» **Task description**
Summarize the text on broken-bat injuries in baseball in two sentences.
===== Selected extract
In 2005, while pitching for the Nashville Sounds, former big-league pitcher Rick Helling was impaled in his left arm by a piece of broken bat. He was taken to the hospital and his injuries were not life threatening.
In 2006, umpire Jerry Layne was struck in the side of the head by Hanley Ramirez's shattered bat. He laid on the field for several minutes before being loaded on a cart and taken off the field.
In 2007, a female spectator was struck above her right eye by shards of the broken bat of Humberto Cota. She was taken to the medical room for treatment but her injuries were not considered serious.
Earlier this year, Pirates hitting coach Don Long was struck in the cheek by shattered bat fragments, while sitting in the dugout.
Tonight, Orioles announcer Gary Thorne was paraphrasing Rays manager Joe Maddon when he said, "There is nothing right about a maple bat. They've got to go."
Watching almost any ball game today, you'll hear a similar mantra from MLB announcers. Maple bats, much more common since the turn of the century, break more frequently and violently. Something needs to be done before someone gets speared by the hurling remains of a shattered bat and is seriously injured.
==========
===== Supplied records
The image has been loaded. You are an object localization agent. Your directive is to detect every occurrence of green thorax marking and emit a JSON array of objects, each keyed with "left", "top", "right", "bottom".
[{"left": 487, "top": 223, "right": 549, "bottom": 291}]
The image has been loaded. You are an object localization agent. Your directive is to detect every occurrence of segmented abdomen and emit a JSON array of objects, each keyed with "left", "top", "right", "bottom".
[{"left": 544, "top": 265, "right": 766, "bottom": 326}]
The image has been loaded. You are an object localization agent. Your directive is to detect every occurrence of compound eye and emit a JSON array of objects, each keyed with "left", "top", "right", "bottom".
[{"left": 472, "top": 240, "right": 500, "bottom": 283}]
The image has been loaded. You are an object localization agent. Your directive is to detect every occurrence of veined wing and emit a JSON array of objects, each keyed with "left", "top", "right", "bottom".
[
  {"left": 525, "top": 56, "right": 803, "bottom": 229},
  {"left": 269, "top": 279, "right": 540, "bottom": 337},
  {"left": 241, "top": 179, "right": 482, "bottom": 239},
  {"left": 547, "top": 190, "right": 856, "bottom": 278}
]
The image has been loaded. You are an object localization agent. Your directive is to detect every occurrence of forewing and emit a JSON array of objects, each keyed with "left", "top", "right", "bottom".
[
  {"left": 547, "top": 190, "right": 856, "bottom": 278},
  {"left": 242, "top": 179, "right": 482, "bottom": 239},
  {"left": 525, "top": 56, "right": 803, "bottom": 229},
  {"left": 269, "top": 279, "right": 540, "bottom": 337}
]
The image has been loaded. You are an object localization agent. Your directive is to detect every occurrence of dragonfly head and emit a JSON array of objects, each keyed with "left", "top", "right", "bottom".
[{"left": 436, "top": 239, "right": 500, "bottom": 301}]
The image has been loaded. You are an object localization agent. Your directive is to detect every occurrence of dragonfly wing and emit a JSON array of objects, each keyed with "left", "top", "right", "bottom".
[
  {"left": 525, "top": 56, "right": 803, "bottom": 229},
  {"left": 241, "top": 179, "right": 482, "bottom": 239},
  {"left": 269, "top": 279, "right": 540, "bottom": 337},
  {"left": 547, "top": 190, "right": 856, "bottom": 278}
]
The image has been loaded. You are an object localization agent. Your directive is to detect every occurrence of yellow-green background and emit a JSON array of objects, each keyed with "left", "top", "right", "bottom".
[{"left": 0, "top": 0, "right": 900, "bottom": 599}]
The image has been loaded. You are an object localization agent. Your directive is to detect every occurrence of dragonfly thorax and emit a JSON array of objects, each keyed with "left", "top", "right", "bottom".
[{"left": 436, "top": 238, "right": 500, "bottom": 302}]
==========
» **Reply to the exercise**
From 2005 on, shards of shattered bats struck several people at games: pitcher Rick Helling, umpire Jerry Layne, a female spectator, and Pirates hitting coach Don Long. Announcers such as Gary Thorne say maple bats must go, since they break more often and more violently, and the text argues that something must be done before someone is seriously injured.